EXERCISE DETAILS >>
Can you render the stretch from the line containing "Question: Locate the stone chimney" through the end of the entries as a Markdown table with the columns Row and Entry Line, numbering each line and leaving out blank ones?

>> BEGIN RECORDS SHOWN

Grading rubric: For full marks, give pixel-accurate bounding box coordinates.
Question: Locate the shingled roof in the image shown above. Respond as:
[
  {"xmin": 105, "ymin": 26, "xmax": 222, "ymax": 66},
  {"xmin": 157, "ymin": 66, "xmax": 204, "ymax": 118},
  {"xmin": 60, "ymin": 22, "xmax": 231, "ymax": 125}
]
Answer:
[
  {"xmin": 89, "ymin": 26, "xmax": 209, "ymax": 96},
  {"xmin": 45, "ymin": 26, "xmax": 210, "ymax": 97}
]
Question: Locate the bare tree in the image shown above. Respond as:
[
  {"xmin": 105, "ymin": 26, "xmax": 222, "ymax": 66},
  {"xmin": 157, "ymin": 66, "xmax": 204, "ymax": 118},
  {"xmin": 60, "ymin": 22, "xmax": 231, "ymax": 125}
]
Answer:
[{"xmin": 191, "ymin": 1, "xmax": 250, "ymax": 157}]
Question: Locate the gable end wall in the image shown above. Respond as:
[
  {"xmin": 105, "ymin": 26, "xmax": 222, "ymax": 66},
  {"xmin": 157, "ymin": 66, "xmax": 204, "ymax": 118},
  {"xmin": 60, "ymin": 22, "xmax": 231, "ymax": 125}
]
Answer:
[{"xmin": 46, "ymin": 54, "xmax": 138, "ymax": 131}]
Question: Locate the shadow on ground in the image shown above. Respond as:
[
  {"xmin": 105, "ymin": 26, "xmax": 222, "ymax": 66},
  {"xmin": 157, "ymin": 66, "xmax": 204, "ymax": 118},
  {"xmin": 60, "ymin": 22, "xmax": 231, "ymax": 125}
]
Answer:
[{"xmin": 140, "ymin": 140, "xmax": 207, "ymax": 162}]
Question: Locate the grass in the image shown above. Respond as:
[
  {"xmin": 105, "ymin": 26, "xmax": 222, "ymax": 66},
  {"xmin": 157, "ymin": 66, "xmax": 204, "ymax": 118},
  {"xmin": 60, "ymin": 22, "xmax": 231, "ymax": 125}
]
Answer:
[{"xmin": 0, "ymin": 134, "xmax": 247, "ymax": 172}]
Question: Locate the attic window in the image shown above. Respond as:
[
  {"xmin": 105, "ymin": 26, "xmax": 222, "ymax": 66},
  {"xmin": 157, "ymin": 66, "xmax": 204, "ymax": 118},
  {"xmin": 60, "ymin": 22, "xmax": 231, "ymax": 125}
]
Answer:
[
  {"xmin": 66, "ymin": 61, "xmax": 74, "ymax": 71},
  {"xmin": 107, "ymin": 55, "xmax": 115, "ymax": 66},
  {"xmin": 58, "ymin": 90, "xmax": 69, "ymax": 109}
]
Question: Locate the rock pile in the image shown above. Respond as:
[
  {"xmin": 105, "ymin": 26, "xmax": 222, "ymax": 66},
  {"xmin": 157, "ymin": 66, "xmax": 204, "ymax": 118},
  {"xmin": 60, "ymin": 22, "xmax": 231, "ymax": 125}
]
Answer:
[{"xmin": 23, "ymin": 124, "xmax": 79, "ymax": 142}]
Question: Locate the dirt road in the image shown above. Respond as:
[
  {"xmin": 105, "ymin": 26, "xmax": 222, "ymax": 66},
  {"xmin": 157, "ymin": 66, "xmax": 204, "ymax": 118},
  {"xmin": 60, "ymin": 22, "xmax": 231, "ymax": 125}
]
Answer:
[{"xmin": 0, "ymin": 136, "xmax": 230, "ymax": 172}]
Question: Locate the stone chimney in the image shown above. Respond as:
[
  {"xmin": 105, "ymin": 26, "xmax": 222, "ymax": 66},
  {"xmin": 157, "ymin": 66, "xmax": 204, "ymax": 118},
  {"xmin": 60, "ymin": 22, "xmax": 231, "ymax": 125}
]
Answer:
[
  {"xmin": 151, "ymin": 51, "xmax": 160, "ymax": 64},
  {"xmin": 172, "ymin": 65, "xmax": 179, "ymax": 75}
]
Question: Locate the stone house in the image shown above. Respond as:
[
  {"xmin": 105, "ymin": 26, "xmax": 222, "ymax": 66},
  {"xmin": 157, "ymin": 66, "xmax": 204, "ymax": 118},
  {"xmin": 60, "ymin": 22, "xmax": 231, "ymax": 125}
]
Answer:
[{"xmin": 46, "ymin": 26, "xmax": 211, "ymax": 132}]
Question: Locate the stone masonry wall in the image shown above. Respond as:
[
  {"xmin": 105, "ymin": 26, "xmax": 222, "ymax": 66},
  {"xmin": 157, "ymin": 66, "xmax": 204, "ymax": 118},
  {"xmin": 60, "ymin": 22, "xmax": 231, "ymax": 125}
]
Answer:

>> END RECORDS SHOWN

SOLUTION FOR THIS TASK >>
| Row | Entry Line |
|---|---|
| 1 | Question: Locate the stone chimney in the image shown above. Respond as: |
| 2 | [ |
| 3 |   {"xmin": 105, "ymin": 26, "xmax": 222, "ymax": 66}, |
| 4 |   {"xmin": 157, "ymin": 66, "xmax": 204, "ymax": 118}, |
| 5 |   {"xmin": 60, "ymin": 22, "xmax": 231, "ymax": 125} |
| 6 | ] |
| 7 | Answer: |
| 8 | [ |
| 9 |   {"xmin": 151, "ymin": 51, "xmax": 160, "ymax": 64}, |
| 10 |   {"xmin": 172, "ymin": 65, "xmax": 179, "ymax": 75} |
| 11 | ] |
| 12 | Question: Locate the stone house in the image shown above. Respond as: |
| 13 | [ |
| 14 |   {"xmin": 105, "ymin": 26, "xmax": 222, "ymax": 66}, |
| 15 |   {"xmin": 157, "ymin": 66, "xmax": 204, "ymax": 118}, |
| 16 |   {"xmin": 60, "ymin": 22, "xmax": 231, "ymax": 125} |
| 17 | ] |
| 18 | Answer: |
| 19 | [{"xmin": 46, "ymin": 26, "xmax": 211, "ymax": 132}] |
| 20 | Question: Locate the stone masonry wall in the image shown above. Respond as: |
| 21 | [ |
| 22 |   {"xmin": 105, "ymin": 26, "xmax": 222, "ymax": 66}, |
| 23 |   {"xmin": 157, "ymin": 66, "xmax": 204, "ymax": 118}, |
| 24 |   {"xmin": 60, "ymin": 22, "xmax": 231, "ymax": 125} |
| 25 | ] |
| 26 | Answer: |